Exercise - Copy out the whole mailing-list thread about busy NSD servers word for word, keeping every quote marker and line break.

**** Provided passage ****

> On 19. Jun 2020, at 15:03, Wouter Wijngaards <[email protected]> wrote:
> On 19/06/2020 13:50, Joerg Jung wrote:
>>
>>> On 18. Jun 2020, at 11:53, Wouter Wijngaards <[email protected]
>>> <mailto:[email protected]>
>>> <mailto:[email protected] <mailto:[email protected]>>> wrote:
>>> On 18/06/2020 11:49, Otto Moerbeek wrote:
>>>> On Thu, Jun 18, 2020 at 11:45:01AM +0200, Joerg Jung wrote:
>>>>>> On 18. Jun 2020, at 09:47, Otto Moerbeek <[email protected]
>>>>>> <mailto:[email protected]>
>>>>>> <mailto:[email protected] <mailto:[email protected]>>> wrote:
>>>>>> On Wed, Jun 17, 2020 at 04:57:54PM +0200, Joerg Jung wrote:
>>>>>>>> On 17. Feb 2020, at 15:16, Martin Pieuchot <[email protected]
>>>>>>>> <mailto:[email protected]>
>>>>>>>> <mailto:[email protected] <mailto:[email protected]>>> wrote:
>>>>>>>> On 17/02/20(Mon) 14:55, Joerg Jung wrote:
>>>>>>>>>
>>>>>>>>>> On 26. Sep 2019, at 15:02, Stuart Henderson
>>>>>>>>>> <[email protected] <mailto:[email protected]>
>>>>>>>>>> <mailto:[email protected] <mailto:[email protected]>>> wrote:
>>>>>>>>>> On 2019/09/26 13:45, Stuart Henderson wrote:
>>>>>>>>>>> On 2019/09/26 11:16, Joerg Jung wrote:
>>>>>>>>>>>>
>>>>>>>>>>>>
>>>>>>>>>>>> I run a few busy (~800 req/s) NSD servers which I upgraded
>>>>>>>>>>>> to 6.5, all stock/default OpenBSD, e.g. I’ve not tweaked any
>>>>>>>>>>>> sysctl values and nsd.conf matches the default as well, just
>>>>>>>>>>>> added a few hundred zones.

**** Data entries ****

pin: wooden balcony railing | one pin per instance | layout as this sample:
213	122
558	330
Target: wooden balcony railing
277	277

****
**** Data entries ****

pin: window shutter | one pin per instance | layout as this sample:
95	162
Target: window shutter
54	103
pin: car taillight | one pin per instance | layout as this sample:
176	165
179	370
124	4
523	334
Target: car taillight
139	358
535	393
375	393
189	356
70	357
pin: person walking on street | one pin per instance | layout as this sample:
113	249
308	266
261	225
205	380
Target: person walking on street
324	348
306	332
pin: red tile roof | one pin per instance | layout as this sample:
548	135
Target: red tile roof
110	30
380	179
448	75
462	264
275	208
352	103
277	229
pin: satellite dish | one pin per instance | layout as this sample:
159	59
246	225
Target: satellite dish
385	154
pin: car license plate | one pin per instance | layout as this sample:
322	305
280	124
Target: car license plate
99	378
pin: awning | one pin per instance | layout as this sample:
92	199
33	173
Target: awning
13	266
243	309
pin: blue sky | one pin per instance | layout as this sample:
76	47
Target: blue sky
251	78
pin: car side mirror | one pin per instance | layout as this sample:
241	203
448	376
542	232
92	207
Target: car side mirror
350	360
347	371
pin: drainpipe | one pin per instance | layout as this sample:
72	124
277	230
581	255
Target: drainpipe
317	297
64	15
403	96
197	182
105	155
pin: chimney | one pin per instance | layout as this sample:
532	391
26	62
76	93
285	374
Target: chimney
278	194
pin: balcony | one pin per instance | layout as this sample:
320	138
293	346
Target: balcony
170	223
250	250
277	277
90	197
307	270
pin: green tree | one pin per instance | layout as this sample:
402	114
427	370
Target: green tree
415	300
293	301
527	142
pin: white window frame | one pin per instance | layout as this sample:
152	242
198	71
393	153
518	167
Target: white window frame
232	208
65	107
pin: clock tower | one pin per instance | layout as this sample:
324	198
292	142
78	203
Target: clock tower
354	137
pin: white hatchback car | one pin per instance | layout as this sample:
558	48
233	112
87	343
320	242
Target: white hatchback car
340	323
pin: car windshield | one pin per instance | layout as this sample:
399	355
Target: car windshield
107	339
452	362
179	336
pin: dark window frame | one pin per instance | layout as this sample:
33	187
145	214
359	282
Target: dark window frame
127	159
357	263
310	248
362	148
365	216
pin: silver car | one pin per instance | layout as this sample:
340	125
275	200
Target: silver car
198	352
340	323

****

Expected answer -
> On 19. Jun 2020, at 15:03, Wouter Wijngaards <[email protected]> wrote:
> On 19/06/2020 13:50, Joerg Jung wrote:
>>
>>> On 18. Jun 2020, at 11:53, Wouter Wijngaards <[email protected]
>>> <mailto:[email protected]>
>>> <mailto:[email protected] <mailto:[email protected]>>> wrote:
>>> On 18/06/2020 11:49, Otto Moerbeek wrote:
>>>> On Thu, Jun 18, 2020 at 11:45:01AM +0200, Joerg Jung wrote:
>>>>>> On 18. Jun 2020, at 09:47, Otto Moerbeek <[email protected]
>>>>>> <mailto:[email protected]>
>>>>>> <mailto:[email protected] <mailto:[email protected]>>> wrote:
>>>>>> On Wed, Jun 17, 2020 at 04:57:54PM +0200, Joerg Jung wrote:
>>>>>>>> On 17. Feb 2020, at 15:16, Martin Pieuchot <[email protected]
>>>>>>>> <mailto:[email protected]>
>>>>>>>> <mailto:[email protected] <mailto:[email protected]>>> wrote:
>>>>>>>> On 17/02/20(Mon) 14:55, Joerg Jung wrote:
>>>>>>>>>
>>>>>>>>>> On 26. Sep 2019, at 15:02, Stuart Henderson
>>>>>>>>>> <[email protected] <mailto:[email protected]>
>>>>>>>>>> <mailto:[email protected] <mailto:[email protected]>>> wrote:
>>>>>>>>>> On 2019/09/26 13:45, Stuart Henderson wrote:
>>>>>>>>>>> On 2019/09/26 11:16, Joerg Jung wrote:
>>>>>>>>>>>>
>>>>>>>>>>>>
>>>>>>>>>>>> I run a few busy (~800 req/s) NSD servers which I upgraded
>>>>>>>>>>>> to 6.5, all stock/default OpenBSD, e.g. I’ve not tweaked any
>>>>>>>>>>>> sysctl values and nsd.conf matches the default as well, just
>>>>>>>>>>>> added a few hundred zones.